### TRECHO DA FONTE
O primeiro-ministro britânico, Keir Starmer (direita), conversa com Angela Rayner no Nº 10 da Downing Street, em Londres, Reino Unido, em 5 de julho de 2024. (Nº 10 Downing Street/Divulgação via Xinhua)
A renúncia de Angela Rayner ao cargo de vice-primeira-ministra britânica devido a um escândalo de imposto predial não só levou a uma grande reforma ministerial, como também reacendeu as preocupações públicas sobre a integridade, a confiança e a capacidade do Partido Trabalhista de cumprir suas promessas de renovação política.
Por Zhao Jiasong, Zheng Bofei e Larry Neild
Londres, 6 set (Xinhua) -- O governo britânico realizou uma grande reforma ministerial na sexta-feira, após Angela Rayner renunciar ao cargo de vice-primeira-ministra depois de um escândalo envolvendo impostos sobre a propriedade, uma medida que alimentou questionamentos sobre a integridade do Partido Trabalhista e aumentou as preocupações sobre uma potencial crise de confiança pública.
No início do dia, Downing Street publicou a carta de renúncia de Rayner, na qual ela também anunciou sua saída do cargo de secretária de Habitação e vice-líder do Partido Trabalhista.
Em resposta, o primeiro-ministro Keir Starmer disse estar "muito triste" por perder Rayner do governo. "Mesmo que você não faça mais parte do governo, continuará sendo uma figura importante em nosso partido", disse ele na carta de resposta.
ESCÂNDALO DESENCADEIA REFORMULAÇÃO
Poucos dias após a volta dos ministros do recesso de verão, poucos previram que as primeiras movimentações de pessoal, como a mudança de Darren Jones de secretário-chefe do Tesouro para secretário-chefe do Primeiro-Ministro em 1º de setembro, iriam prenunciar uma reformulação mais ampla.
Em 3 de setembro, Rayner reconheceu ter pago imposto de selo a menos, recorreu a Laurie Magnus, assessora independente do primeiro-ministro para os interesses dos ministros, e disse estar trabalhando com as autoridades fiscais para resolver o valor. Dois dias depois, Magnus concluiu que ela não havia buscado aconselhamento tributário especializado adicional e violado o código ministerial.
"Reconheço que não atendi aos mais altos padrões em relação à minha recente compra de imóvel", disse Rayner em sua carta de demissão.
O incidente decorre de relatos anteriores de que Rayner pode ter reduzido sua responsabilidade ao remover seu nome da escritura de um imóvel em Manchester, pagando a menos cerca de 40.000 libras (aproximadamente 54.000 dólares americanos) em imposto de selo sobre sua segunda residência em Hove, East Sussex.

### DADOS ARMAZENADOS

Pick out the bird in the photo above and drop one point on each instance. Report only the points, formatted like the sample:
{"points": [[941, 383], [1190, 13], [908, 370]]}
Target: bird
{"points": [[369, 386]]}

### ENUNCIADO DA TAREFA
Responda às perguntas abaixo com base na notícia sobre a renúncia de Angela Rayner.
(a) Além do cargo de vice-primeira-ministra, de quais funções Rayner anunciou sua saída na carta de renúncia?
(b) Em que data Darren Jones mudou de cargo, e para qual função ele foi?
(c) Quanto Rayner teria pago a menos em imposto de selo, segundo os relatos anteriores, e sobre qual imóvel?

### RESOLUÇÃO DO EXERCÍCIO
(a) Ela também anunciou sua saída do cargo de secretária de Habitação e de vice-líder do Partido Trabalhista.
(b) Em 1º de setembro, Darren Jones passou de secretário-chefe do Tesouro a secretário-chefe do Primeiro-Ministro.
(c) Cerca de 40.000 libras (aproximadamente 54.000 dólares americanos), sobre sua segunda residência em Hove, East Sussex.